§ **Excerpt**:
----------------------------------------

7. Day Eleven
Infection creates inflammation; inflammation is war: dangerous enemy pathogens invade the body and encounter a defence system that attack and fight them. War in the body. If the body conquers the pathogens then the infection is over. If the pathogens conquer the body, then you die. That is the analogy that Dethlefsen and Dahlke use in their book “Krankheit als Weg”.
The problem is not the pathogens. They are always there. The problem is that we can’t live with them, when they get into our personal territory. They are the aggressors, the invaders. But it doesn’t help to wage preventive war, as Bush would have us do, killing anything that moves with disinfectants and insecticides, just in case it might get in us. You can’t live in a pathogen-free world.
The answer is to develop immunity, a defensive defence, by keeping the body healthy enough that the pathogens cannot survive in such a world and surrender. Pathogens don’t invade healthy bodies, they go for the weak points. So far, so good. Any doctor would subscribe to this.

----------------------------------------

Dataset records:

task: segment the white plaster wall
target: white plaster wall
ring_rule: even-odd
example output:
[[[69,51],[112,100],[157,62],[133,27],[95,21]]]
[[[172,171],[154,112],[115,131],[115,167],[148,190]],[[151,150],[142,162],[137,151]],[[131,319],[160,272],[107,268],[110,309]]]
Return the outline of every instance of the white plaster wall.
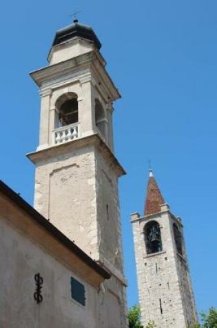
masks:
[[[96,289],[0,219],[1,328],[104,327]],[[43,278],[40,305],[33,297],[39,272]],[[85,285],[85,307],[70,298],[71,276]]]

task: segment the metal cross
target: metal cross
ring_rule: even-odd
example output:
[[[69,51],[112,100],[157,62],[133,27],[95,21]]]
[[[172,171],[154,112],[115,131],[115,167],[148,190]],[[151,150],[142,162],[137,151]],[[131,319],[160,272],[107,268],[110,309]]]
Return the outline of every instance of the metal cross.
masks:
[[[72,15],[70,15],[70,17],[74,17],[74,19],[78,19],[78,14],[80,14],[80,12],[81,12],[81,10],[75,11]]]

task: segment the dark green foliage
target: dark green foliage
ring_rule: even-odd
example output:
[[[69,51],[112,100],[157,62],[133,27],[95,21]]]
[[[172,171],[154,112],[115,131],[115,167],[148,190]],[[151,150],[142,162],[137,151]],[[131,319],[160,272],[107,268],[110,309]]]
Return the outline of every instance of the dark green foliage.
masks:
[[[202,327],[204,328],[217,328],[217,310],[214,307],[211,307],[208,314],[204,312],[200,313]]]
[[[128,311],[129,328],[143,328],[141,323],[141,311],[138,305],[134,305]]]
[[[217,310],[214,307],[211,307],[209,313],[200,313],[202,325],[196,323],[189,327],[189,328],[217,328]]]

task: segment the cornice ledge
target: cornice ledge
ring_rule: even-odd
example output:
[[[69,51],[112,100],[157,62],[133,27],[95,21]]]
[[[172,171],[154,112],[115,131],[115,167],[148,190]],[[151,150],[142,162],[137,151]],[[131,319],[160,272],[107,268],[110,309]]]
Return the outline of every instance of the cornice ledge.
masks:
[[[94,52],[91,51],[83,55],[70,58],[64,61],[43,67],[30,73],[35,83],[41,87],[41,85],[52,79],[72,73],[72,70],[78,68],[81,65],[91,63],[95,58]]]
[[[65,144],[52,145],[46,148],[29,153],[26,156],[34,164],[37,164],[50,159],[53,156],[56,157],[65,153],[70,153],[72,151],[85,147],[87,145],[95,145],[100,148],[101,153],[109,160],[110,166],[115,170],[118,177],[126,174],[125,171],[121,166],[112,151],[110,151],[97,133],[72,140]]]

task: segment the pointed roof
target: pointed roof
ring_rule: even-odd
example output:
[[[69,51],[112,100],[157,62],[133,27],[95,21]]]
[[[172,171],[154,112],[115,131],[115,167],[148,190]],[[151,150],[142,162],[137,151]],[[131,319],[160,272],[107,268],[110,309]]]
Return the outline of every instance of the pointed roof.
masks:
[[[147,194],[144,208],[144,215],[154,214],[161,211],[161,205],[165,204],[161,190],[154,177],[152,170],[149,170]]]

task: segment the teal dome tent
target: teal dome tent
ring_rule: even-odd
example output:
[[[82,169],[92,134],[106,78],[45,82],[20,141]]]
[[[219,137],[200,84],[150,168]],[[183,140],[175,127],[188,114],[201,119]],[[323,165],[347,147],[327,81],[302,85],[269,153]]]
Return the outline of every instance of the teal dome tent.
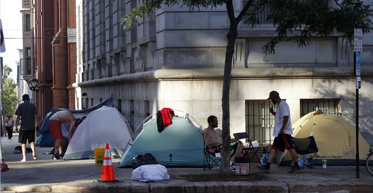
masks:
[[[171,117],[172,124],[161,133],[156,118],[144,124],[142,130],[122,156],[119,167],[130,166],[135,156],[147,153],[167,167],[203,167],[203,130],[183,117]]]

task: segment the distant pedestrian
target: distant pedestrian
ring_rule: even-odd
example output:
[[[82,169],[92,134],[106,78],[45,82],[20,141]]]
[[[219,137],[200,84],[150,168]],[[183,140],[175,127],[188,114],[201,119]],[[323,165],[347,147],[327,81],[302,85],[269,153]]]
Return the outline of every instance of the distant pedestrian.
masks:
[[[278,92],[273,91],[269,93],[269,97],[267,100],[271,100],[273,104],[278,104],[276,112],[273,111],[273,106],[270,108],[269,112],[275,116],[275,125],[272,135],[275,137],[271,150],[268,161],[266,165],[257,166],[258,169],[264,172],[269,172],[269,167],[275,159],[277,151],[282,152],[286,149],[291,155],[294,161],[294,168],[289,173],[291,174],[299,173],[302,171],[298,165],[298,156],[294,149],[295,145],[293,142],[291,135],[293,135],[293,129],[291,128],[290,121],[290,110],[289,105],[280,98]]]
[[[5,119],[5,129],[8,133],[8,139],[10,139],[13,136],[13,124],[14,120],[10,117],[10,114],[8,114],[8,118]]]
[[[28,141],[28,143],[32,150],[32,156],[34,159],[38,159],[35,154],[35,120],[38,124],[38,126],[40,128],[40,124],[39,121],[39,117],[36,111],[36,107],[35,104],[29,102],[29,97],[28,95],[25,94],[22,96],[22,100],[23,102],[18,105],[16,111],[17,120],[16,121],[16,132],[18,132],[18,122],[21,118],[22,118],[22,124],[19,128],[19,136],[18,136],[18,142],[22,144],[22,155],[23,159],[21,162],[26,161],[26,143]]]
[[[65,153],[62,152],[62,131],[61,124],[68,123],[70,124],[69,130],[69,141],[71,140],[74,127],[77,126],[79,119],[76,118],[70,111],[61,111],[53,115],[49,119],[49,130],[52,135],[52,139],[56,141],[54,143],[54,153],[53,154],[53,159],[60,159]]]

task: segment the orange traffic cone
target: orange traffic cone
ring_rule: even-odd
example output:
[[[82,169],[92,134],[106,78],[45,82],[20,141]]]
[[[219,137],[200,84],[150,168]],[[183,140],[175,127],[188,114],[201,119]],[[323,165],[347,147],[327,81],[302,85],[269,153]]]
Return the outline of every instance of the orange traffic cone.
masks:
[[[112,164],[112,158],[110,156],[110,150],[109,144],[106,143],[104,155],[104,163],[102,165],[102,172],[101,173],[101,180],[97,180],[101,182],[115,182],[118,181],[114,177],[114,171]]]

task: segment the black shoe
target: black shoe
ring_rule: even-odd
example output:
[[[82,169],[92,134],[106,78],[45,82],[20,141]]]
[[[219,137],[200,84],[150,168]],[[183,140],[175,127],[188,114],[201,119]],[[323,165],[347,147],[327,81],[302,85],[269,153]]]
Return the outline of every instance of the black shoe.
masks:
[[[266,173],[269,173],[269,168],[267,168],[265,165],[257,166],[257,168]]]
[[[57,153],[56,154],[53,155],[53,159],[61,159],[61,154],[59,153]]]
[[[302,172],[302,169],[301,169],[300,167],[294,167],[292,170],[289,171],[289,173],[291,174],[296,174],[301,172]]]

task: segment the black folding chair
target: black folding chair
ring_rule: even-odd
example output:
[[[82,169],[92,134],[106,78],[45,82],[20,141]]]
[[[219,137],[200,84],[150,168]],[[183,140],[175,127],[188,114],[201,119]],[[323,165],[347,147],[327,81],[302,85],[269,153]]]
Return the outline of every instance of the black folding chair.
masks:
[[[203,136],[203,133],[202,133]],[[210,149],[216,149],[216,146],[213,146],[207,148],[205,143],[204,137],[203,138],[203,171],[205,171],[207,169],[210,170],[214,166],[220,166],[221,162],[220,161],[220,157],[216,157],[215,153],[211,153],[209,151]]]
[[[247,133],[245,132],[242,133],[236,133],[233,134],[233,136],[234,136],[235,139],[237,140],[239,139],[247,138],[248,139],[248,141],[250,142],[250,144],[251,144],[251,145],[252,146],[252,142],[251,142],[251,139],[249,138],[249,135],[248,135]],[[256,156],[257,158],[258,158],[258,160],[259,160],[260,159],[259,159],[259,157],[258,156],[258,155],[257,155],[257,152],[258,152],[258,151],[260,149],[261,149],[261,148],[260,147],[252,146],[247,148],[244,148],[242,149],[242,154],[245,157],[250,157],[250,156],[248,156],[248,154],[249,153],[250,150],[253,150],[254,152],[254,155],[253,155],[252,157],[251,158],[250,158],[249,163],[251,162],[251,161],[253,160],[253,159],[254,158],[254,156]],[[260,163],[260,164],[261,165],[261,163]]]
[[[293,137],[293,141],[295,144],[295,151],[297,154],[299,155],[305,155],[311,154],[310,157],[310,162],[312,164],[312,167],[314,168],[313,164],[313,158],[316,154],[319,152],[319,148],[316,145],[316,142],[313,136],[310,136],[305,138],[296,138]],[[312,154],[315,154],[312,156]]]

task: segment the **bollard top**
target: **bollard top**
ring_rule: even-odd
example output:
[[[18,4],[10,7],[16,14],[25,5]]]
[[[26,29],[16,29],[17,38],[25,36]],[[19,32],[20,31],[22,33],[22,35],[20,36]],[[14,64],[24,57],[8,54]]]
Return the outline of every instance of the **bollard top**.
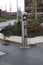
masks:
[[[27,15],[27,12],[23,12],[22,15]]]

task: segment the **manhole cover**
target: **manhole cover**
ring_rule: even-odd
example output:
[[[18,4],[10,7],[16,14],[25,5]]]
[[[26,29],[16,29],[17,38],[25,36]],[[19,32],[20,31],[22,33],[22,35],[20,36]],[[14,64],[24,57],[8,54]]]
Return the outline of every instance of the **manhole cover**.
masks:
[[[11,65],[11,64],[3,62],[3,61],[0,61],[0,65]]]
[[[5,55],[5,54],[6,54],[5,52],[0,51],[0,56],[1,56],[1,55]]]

----------------------------------------

§ **Exercise prompt**: Reproduce in full, word for word, the excerpt on infection as war in the body.

§ **Solution for this problem**:
7. Day Eleven
Infection creates inflammation; inflammation is war: dangerous enemy pathogens invade the body and encounter a defence system that attack and fight them. War in the body. If the body conquers the pathogens then the infection is over. If the pathogens conquer the body, then you die. That is the analogy that Dethlefsen and Dahlke use in their book “Krankheit als Weg”.
The problem is not the pathogens. They are always there. The problem is that we can’t live with them, when they get into our personal territory. They are the aggressors, the invaders. But it doesn’t help to wage preventive war, as Bush would have us do, killing anything that moves with disinfectants and insecticides, just in case it might get in us. You can’t live in a pathogen-free world.
The answer is to develop immunity, a defensive defence, by keeping the body healthy enough that the pathogens cannot survive in such a world and surrender. Pathogens don’t invade healthy bodies, they go for the weak points. So far, so good. Any doctor would subscribe to this.